Your output is the line containing "let me know where the woman's" plus every line after it in the listing, reproduced exactly.

#####

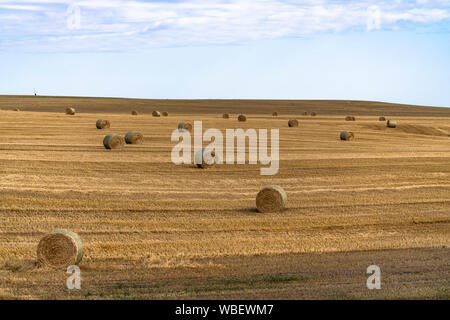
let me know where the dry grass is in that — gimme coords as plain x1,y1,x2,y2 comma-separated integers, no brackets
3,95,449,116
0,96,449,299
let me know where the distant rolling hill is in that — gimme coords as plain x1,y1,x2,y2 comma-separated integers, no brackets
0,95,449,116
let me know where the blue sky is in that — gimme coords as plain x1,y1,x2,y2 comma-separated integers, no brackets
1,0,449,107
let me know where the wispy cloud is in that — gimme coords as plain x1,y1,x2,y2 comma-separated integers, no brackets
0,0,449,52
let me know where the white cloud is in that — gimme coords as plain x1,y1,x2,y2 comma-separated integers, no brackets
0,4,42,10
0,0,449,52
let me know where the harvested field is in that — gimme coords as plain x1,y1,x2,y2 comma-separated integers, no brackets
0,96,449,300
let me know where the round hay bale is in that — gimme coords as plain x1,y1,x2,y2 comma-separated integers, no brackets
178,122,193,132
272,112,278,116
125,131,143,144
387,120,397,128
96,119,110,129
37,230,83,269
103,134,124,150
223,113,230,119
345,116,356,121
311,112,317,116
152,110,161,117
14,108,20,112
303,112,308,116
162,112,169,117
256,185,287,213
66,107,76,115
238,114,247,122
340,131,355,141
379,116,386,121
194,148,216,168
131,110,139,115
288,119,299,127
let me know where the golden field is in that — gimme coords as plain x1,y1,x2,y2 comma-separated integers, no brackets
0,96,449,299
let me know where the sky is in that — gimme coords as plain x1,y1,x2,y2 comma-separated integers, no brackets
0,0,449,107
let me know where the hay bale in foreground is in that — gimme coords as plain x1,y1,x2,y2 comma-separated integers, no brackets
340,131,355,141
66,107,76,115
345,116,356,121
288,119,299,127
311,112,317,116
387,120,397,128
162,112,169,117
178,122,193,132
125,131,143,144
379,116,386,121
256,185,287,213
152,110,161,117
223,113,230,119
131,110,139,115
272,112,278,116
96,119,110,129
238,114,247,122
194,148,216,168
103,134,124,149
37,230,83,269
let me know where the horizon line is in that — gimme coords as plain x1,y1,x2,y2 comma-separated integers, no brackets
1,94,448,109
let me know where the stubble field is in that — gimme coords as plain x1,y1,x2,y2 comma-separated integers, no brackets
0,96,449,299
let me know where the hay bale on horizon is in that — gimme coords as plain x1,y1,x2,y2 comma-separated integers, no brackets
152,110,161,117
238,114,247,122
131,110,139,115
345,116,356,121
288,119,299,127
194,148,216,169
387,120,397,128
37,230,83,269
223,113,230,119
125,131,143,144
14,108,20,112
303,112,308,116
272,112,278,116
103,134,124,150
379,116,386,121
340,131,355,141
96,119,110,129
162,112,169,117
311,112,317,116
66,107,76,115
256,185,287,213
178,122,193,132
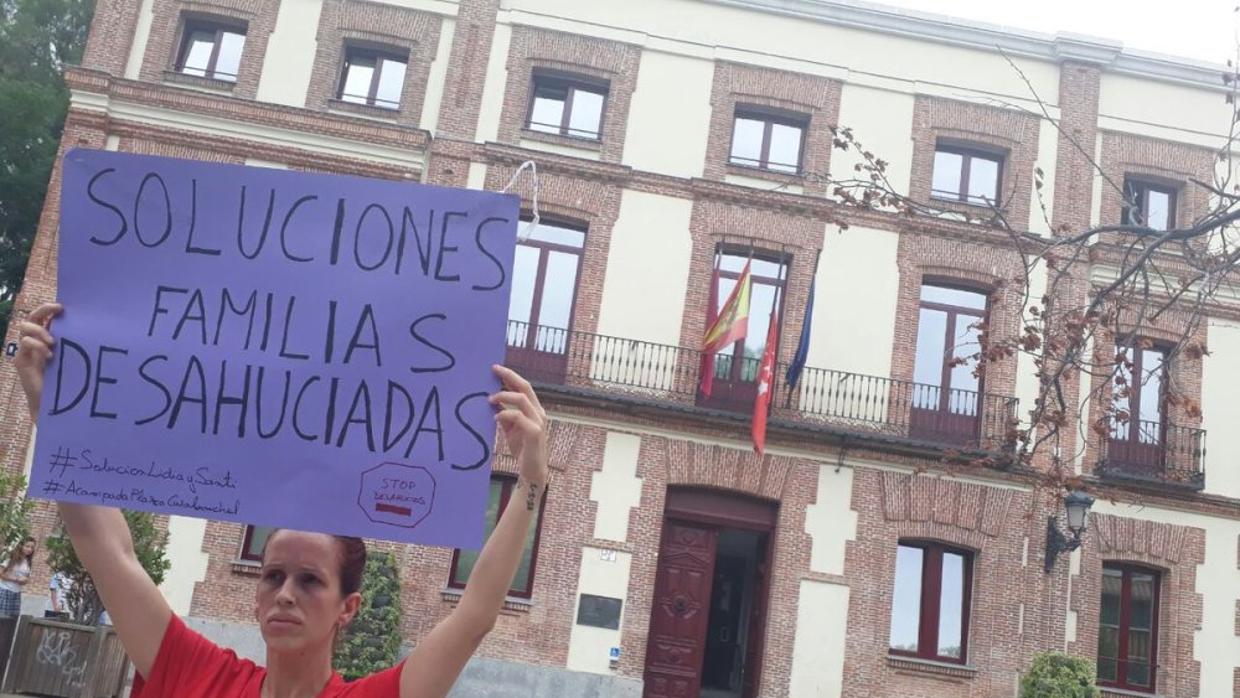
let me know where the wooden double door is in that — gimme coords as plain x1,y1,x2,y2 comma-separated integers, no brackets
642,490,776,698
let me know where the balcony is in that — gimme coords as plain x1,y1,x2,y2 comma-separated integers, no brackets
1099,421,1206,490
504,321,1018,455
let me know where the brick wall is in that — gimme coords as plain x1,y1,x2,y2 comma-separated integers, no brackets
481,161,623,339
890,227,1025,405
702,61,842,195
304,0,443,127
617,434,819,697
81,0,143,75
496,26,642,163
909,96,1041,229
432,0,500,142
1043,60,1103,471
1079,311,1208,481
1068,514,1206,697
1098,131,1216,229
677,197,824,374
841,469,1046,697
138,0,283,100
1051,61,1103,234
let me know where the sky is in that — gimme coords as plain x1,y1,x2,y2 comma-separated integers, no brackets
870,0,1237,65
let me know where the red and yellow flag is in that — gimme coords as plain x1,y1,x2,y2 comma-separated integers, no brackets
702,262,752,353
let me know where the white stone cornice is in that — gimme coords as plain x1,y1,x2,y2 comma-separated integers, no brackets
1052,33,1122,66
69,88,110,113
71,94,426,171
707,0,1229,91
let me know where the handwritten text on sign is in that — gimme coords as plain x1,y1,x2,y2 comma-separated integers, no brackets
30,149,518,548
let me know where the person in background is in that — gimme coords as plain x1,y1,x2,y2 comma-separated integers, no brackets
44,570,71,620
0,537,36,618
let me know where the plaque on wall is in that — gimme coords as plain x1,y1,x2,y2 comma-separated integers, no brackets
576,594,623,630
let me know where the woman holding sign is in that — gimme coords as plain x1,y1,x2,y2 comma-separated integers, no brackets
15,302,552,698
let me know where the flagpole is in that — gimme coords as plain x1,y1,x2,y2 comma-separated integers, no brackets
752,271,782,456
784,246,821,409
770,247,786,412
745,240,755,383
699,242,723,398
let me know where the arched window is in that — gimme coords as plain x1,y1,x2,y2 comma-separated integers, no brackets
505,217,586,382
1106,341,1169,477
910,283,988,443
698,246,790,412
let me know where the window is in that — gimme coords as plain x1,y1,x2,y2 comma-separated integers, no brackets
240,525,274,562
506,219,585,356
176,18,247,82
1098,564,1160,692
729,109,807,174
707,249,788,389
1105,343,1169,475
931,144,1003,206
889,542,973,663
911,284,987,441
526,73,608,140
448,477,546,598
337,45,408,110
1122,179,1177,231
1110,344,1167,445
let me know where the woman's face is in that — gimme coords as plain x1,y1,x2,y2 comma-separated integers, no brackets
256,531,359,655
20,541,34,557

#####

• **FINAL ANSWER**
let me know where the woman's face is in that — gimme coords as plain x1,y1,x2,y2 comma-separated integers, no brackets
256,531,359,655
20,541,34,557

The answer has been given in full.